Written tasks:
a – Answer these from the Buffalo Bill Dam text:
(i) Which river does the dam block?
(ii) By how many feet did the structure itself come up in the enlargement?
(iii) Who wrote the definitive history of the dam?
b – Carry the Buffalo Bill Dam transcript forward from its final line.

This year marks two other historic milestones for this spectacular piece of Wyoming construction, infrastructure, and history.
I'm Steve Peck of Wyoming PBS.
This is Wyoming Chronicle.
(uplifting music) - [Announcer] Funding for this program is made possible in part by the Wyoming Humanities Council, helping Wyoming take a closer look at life through the humanities.
thinkWY.org.
And by the members of the WyomingPBS Foundation.
Thank you for your support.
- 2023 was the year for marking a couple of historic occasions at Buffalo Bill Dam in Park County.
Now more than 100 years old, the huge V-shaped obstacle that blocks the Shoshone River west of Cody remains, indisputably, one of the most arresting sights in Wyoming.
30 years ago this year, the dam's height was raised significantly.
Bill McCormick was the project manager for that very big job.
One of the reasons we're here today is because this year is the 30th anniversary of an improvement, an enlargement of the dam, which raised the height of it by how much, Bill?
- Structure itself came up 25 feet, but the active pool came up 30 since we controlled the spillway.
- And 50 years ago this year, the dam was named a National Historic Civil Engineering Landmark.
Beryl Churchill wrote the definitive history of the Buffalo Bill Dam.

Given data:
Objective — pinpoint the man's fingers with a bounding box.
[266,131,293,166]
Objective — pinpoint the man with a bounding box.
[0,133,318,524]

Outputs in order:
a –
(i) The Shoshone River
(ii) 25 feet
(iii) Beryl Churchill

b –
We're joined now by Beryl Churchill, a historic authority on the Buffalo Bill Dam, and we're here at Buffalo Bill Dam Day.
In fact, you could say she wrote the book.
The colorfully titled, "The Dam Book," was something, Beryl, that you wrote when?
- [Beryl] At least 20 years ago.
At least.
- We're talking to you now in a year that happens to be the 30th anniversary of the raising of the dam from its original height by 25 feet.
The dam itself was dedicated and opened in what year?
- The original dam was 1910, it was completed.
- So this was 1993 then that the expanded dam was opened.
And also, it's now been 50 years since the dam was added to a national register- - Yes.
- Of engineering marvels and significant structures, as well.
And it's also, of course, a member, part of the National Register of Historic Places, just for all of that.
So there's a lot to this dam.
What's so, in addition just to the local significance of it, as a piece of construction at the time, what's so significant about it?
- This was the first concrete arch dam that was built.
- Called the Shoshone Dam originally, the enormous tapered concrete monolith was renamed in 1946 for Buffalo Bill Cody, the area's most famous early resident.
Bob Richard was around for that and he still tells tales about older days at the dam, greeting visitors every summer at a crowd gathering event called Great Dam Day.
The dam was completed and opened in 1910.
Buffalo Bill was still around when the dam was being built, wasn't he?
- Lots of historians have different opinions, but he did promote it, but he had his own water rights that did not include the water rights that came from the dam, but he deeded them back and was a strong supporter of the dam and the irrigation.
- [Steve] You remember well the occasion of renaming the dam.
- At the end of World War II, they renamed it, and Congress did this, the Buffalo Bill Dam and Reservoir.
- What do you remember about that time and why that was done and what the response to it was?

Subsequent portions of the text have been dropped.